— begin Document text —
Martin Luther King Portrait & Coming To Terms With Our Own Privilege

Martin Luther King Portrait, by Theresa Felling

At the recent BOOST Conference we met Jane Felling of Box Cars and One Eyed Jacks.  Upon her return home, she sent us this portrait that her daughter-in-law, Theresa Felling made for a friend of Martin Luther King.  It’s more than a portrait of him to her because it represents her journey to waking up to her  white privilege,  our country’s roots in racism and discovering a way through it with art.  Below is the story that goes with this portrait.

Artist Statement About The Work:
Starting on the right hand side are stylized cotton plants, the ‘quintessential’ American slave crop, and in this context a symbol of human greed. Racism as an ideology came about because white people needed cheap labor for their cash crops, and they needed to be able to justify the cruelty they inflicted upon African and Indigenous populations. Developing a racist ideology, one which dehumanizes people of color and reduces them to chattel, was essential to their money-making project. In the 19th century this took a very ‘scientific’ flavour in the social darwinist and later the eugenics movements.Above the cotton plants is the mighty Mississippi, coloured red for the blood of black and native peoples. It is also an artery, the lifeblood of the United States. So much of the wealth that bolstered the United States in its infancy came from slave labor. Americans seem very keen to believe that their can-do, protestant entrepreneurial spirit is what built their nation; I don’t think enough emphasis is placed on the economic powerhouse that was slavery. It’s a hard truth to come to terms with. Even the White House was built, in part, by slaves.
— end Document text —
— begin Data records —
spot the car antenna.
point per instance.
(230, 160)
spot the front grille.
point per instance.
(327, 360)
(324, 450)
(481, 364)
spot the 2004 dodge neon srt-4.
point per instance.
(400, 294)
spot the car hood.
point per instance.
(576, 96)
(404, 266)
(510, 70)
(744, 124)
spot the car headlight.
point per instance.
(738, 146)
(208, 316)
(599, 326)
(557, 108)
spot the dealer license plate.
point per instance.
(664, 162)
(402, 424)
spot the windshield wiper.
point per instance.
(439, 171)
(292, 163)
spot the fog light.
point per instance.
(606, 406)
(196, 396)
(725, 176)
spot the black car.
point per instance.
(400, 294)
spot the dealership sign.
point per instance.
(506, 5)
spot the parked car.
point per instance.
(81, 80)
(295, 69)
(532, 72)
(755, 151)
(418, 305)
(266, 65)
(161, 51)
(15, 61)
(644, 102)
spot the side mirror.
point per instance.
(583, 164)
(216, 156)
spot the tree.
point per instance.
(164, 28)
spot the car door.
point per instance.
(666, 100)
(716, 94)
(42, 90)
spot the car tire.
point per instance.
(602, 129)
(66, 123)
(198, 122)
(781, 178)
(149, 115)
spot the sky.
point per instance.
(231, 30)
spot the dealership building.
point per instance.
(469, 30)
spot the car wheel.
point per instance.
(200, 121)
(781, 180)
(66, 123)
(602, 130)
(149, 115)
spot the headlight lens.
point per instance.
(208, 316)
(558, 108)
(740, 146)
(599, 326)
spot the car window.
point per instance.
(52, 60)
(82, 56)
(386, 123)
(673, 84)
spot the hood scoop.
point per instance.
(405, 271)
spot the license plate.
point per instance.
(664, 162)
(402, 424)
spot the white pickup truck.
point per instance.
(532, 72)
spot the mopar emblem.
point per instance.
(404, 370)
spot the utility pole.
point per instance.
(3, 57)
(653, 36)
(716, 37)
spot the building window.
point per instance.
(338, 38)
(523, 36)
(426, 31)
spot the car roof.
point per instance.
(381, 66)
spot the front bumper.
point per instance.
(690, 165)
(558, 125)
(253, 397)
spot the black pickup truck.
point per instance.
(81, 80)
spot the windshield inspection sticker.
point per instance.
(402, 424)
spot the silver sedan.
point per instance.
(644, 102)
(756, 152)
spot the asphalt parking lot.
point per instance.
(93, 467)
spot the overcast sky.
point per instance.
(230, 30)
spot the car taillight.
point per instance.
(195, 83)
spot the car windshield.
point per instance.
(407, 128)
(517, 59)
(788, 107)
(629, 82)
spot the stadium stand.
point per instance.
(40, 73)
— end Data records —
= What this exercise asks =
- a) In the article about the Martin Luther King portrait, what color is the Mississippi painted, and what does that color stand for?
- b) Pick up the artist statement on the Martin Luther King portrait right after its last sentence and carry it on in the same voice.

= Replies =
- a) Red, for the blood of black and native peoples.

- b)
The four dots on the American map represent:
Montgomery, Alabama. Where J. Marion Sims performed his experiments on black women. Also the setting of the Montgomery bus strikes.
Money, Mississippi. Where Emmett Till was lynched.
Memphis, Tennessee. Where MLK was shot.
Ferguson, Missouri. Where Michael Brown was shot.
The three faces (from top to bottom) represent the Past, Present and Future. And by that I mean the past, present and future as MLK would have known it.

(PAST) The Anonymous face of Slavery. This isn’t a likeness of anyone in particular; because no true likenesses of these women exist. This figure represents collectively Anarcha, Betsy and Lucy, who were three slave women (or more accurately, slave girls) living in the pre-civil war south. They were suffering from debilitating fistulas (tears in their vagina, urethra and anus) brought about from childbirth. This condition causes sufferers to constantly leak urine or feces, and as you imagine, is a source of considerable pain and humiliation. J. Marion Sims, an enterprising young white doctor, decided that fixing fistulas was how he was going to make a name for himself. Using slave women as guinea pigs, he performed surgical experiments without the use of anaesthesia. On Anarcha he did more than 30 unanesthetized surgeries. Sims claims in his journal that these women were glad to receive treatment from their conditions, but because there is no record of their voices, one can’t be sure. What is known is that later Sims went on to use his perfected technique on white women, this time with the benefit of anesthesia. He even performed this operation on the empress of France. Sims, the so-called “Father of Gynecology”, had a statue erected in his honour in Central Park which stood until April 17th, 2018.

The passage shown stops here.